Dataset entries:
------------------------------------------------

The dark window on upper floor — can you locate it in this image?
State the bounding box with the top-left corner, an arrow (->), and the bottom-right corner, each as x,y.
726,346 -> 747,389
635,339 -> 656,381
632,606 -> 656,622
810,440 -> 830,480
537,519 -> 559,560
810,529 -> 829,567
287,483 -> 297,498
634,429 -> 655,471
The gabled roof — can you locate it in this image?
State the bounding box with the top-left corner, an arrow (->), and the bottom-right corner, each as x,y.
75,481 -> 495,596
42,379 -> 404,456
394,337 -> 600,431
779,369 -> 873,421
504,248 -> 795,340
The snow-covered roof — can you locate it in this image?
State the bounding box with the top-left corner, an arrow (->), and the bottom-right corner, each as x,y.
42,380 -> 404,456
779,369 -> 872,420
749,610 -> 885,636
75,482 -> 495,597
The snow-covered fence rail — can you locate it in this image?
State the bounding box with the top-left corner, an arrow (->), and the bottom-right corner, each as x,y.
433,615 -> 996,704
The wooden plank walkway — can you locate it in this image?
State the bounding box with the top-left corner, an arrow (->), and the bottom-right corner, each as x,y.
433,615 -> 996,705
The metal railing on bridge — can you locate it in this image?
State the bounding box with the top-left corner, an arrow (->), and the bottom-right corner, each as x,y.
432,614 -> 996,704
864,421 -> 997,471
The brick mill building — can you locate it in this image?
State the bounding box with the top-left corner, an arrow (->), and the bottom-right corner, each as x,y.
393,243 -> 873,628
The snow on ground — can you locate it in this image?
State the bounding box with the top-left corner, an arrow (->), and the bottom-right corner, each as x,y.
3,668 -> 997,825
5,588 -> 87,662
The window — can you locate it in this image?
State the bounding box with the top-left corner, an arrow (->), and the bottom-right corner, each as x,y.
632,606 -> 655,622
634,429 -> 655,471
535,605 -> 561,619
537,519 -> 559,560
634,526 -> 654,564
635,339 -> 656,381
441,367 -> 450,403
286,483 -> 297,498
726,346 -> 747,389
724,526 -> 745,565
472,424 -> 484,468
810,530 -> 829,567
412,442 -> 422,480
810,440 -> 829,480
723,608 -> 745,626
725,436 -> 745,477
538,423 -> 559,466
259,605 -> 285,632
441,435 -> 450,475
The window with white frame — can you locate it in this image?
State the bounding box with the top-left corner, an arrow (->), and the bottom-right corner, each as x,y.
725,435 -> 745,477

------------------------------------------------

Work to complete: Above are the records; from them, give again exactly the lines from the one containing "The gabled roof" to the one containing "The window — can you locate it in this image?", both lines included, and nothing more.

Output of the exercise:
The gabled roof — can you locate it in this image?
State the bounding box with the top-left corner, an arrow (->), and the bottom-right corner, each as x,y.
75,481 -> 495,596
42,379 -> 404,456
394,337 -> 600,431
779,369 -> 873,421
504,248 -> 795,340
The snow-covered roof — can you locate it in this image?
State the bounding box with the top-left corner, an arrow (->), and the bottom-right corner, each as x,y.
42,380 -> 404,456
779,369 -> 872,420
749,610 -> 885,636
75,482 -> 495,597
The snow-covered fence rail — can you locate it in this image?
State the bounding box with the top-left corner, an arrow (->), and the bottom-right corner, each as x,y.
433,615 -> 996,704
The wooden plank walkway — can you locate it in this image?
State the bounding box with the top-left corner, an arrow (->), and the bottom-right corner, each as x,y.
433,615 -> 996,705
The metal railing on bridge — can you locate it in this image?
State the bounding box with the top-left corner, an arrow (->), and the bottom-right corner, each as x,y.
432,614 -> 996,704
864,421 -> 997,471
The brick mill building — can you locate it in this image?
State the bounding box with the top-left corner, an arrow (->), and the bottom-right corner, each as x,y.
393,243 -> 873,628
The snow on ground — can you locate it in this image?
State the bounding box with the top-left corner, an arrow (->), and the bottom-right corner, each as x,y.
3,668 -> 997,825
5,588 -> 87,662
The window — can you locate it in this image?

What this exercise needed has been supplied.